引用文
• • • • • • •

裁判所HP 知的財産裁判例集より
「HEAT WAVE対SME」事件
★東京地裁平成19.4.27平成18(ワ)8752等送信可能化権確認本訴請求事件,反訴請求事件PDF
東京地方裁判所民事第40部
裁判長裁判官 市川正巳
裁判官 大竹優子
裁判官 杉浦正樹
■事案
ロックグループ「HEAT WAVE」の実演に係る音源に関する実演家の送信可能化権について、メンバーらが立法による権利創設前に締結された専属実演家契約によってこの権利が譲渡されることはないなどと主張して、レコード製作会社にその準共有の確認を求めた事案
原告:ロックグループメンバーら
被告:レコード会社
------------------------------------
■結論
請求棄却(本訴棄却、反訴認容)
------------------------------------
■争点
条文 著作権法第92条の2
1 法制化以前の支分権と契約条項の解釈
------------------------------------
■判決内容
1 法制化以前の支分権と契約条項の解釈
平成9年に実演家とレコード製作者の送信可能化権が著作権法上に創設されましたが(平成9年改正)、平成元年に締結された当事者間での専属実演家契約では、以下のような規定となっていました。
-----------------
4条(権利の帰属)
本契約に基づく原盤に係る一切の権利(原告らの著作隣接権を
含む)は,何らの制限なく原始的且つ独占的にSMEに帰属する。
1 この権利には,一切の複製・頒布権及び二次使用料等
(著作権法第95条,第95条の2,第97条及び第97条
の2他に規定)の徴収権を包含する。

• • • • • • •

データセットの行
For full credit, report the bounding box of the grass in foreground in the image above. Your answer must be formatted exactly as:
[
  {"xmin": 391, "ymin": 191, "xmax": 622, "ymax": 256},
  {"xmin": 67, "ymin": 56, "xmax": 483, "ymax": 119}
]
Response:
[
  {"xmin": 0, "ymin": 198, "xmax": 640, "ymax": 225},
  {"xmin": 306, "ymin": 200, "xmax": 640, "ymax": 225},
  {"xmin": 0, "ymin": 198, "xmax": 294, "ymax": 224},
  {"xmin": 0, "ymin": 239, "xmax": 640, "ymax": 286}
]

• • • • • • •

HEAT WAVE事件の判決紹介文を、最後に示された文の後から書き継いでください。 データセットの行は参照しなくてかまいません。

2 SMEは,如何なる国に於いても,随時本契約終了後も
引続いて,自由に,且つ独占的に当該原盤を利用してレコー
ド及びビデオを複製し,これらに適宜のレーベルを付して
頒布することが出来る。
3 前号のレコード及びビデオの種類,数量,価格,発売の
時期・方法その他一切の事項について,SMEは自由な判断
により決定することが出来る。
4 この権利の一部又は全部を,SMEは自由な判断により
第三者に譲渡することが出来る
-----------------
そこで、この「本契約に基づく原盤に係る一切の権利(原告らの著作隣接権を含む)」に実演家の送信可能化権も含まれるのかどうかが争点となりました。
この点について、裁判所は
『本件契約4条の「一切の権利(原告らの著作隣接権を含む)」に実演家の送信可能化権が含まれるか否かについては,契約の解釈の手法に則り,1本件契約の文言,各条項の関係,2契約締結当時における音源配信に関する状況,3契約締結当時における著作権法の規定,4業界の慣行,5対価の相当性等の諸事情を総合的に考慮して判断するのが相当である。』
(31頁以下)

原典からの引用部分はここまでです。